** ЗАДАНИЕ A **
Перепишите из текста о Ладжуне фрагмент от «С него взяли» до «Мукачева по фототелеграфу?».
** ЗАДАНИЕ B **
Переведите на английский предложение из текста о Ладжуне: «Вернулся с обостренной жаждой свободы, удовольствий и разных житейских благ».

** СТРАНИЦА **
С него взяли клятву беспрекословно слушаться Мудрова и проводили в Ленинград, где уже широко были раскинуты «ловчие сети».


Но прежде чем рассказать о задержании (которое все-таки состоялось в Ленинграде!), вернемся чуть назад и ответим на вопрос: кем оказался Юрий Юрьевич Ладжун? Что нового получило следствие, кроме имени и фотографий, переданных из Мукачева по фототелеграфу?

В детстве и отрочестве его, на первый взгляд, не было ничего прямо толкавшего на преступный путь. В простой трудовой семье, не грешившей ни пьянством, ни иными явными пороками, под­растал живой и смышленый мальчик, подававший надежды в школе и сам себе прочивший большое будущее.

В положенный срок пошел в армию. Жесткая дисциплина и необходимость ежеминутно быть «как все» пришлись ему очень не по вкусу, но кое-как он все же отслужил. Вернулся с обострен­ной жаждой свободы, удовольствий и разных житейских благ. Однако блага с неба не валятся: либо пробивайся год за годом, либо довольствуйся рядовым положением. Неразрешимая ди­лемма для человека, которому подавай все и сразу.

** ПОКАЗАННЫЕ ЗАПИСИ **
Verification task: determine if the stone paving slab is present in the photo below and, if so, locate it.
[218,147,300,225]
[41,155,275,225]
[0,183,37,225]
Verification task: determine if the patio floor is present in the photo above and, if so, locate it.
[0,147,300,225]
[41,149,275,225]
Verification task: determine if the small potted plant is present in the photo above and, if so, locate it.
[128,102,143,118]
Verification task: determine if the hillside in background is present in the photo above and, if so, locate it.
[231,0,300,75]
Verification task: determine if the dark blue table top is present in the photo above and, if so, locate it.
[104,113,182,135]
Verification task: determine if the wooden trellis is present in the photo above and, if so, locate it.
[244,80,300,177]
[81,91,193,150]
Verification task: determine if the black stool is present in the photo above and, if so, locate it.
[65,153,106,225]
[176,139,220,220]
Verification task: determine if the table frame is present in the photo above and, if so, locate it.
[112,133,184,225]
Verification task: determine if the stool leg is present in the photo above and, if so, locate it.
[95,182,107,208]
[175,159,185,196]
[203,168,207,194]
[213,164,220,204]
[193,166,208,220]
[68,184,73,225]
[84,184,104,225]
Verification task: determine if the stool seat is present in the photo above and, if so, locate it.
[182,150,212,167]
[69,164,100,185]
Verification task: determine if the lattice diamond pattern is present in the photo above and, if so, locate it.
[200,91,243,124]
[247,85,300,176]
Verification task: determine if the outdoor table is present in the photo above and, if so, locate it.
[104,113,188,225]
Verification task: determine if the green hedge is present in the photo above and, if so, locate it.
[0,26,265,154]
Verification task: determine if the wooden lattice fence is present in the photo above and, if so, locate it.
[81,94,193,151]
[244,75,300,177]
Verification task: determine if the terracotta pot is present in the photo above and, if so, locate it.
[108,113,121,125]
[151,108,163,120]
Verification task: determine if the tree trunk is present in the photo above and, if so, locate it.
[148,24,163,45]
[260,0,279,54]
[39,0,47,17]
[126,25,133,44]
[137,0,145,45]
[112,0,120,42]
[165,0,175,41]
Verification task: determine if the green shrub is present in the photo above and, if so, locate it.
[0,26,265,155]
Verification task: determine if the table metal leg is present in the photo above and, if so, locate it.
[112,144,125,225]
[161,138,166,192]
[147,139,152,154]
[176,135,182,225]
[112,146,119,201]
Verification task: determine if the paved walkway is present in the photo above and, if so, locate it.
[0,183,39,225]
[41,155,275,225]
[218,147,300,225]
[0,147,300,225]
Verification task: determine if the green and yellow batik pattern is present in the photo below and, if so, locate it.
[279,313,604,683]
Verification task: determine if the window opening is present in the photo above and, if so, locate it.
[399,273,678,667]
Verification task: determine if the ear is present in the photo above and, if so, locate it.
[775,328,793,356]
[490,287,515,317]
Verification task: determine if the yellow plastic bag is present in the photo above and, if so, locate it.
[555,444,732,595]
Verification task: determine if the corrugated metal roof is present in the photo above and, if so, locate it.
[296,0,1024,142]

** ПОЛНЫЙ ОТВЕТ A **
С него взяли клятву беспрекословно слушаться Мудрова и проводили в Ленинград, где уже широко были раскинуты «ловчие сети».


Но прежде чем рассказать о задержании (которое все-таки состоялось в Ленинграде!), вернемся чуть назад и ответим на вопрос: кем оказался Юрий Юрьевич Ладжун? Что нового получило следствие, кроме имени и фотографий, переданных из Мукачева по фототелеграфу?

** ПОЛНЫЙ ОТВЕТ B **
He came back with a heightened thirst for freedom, pleasures, and all kinds of worldly comforts.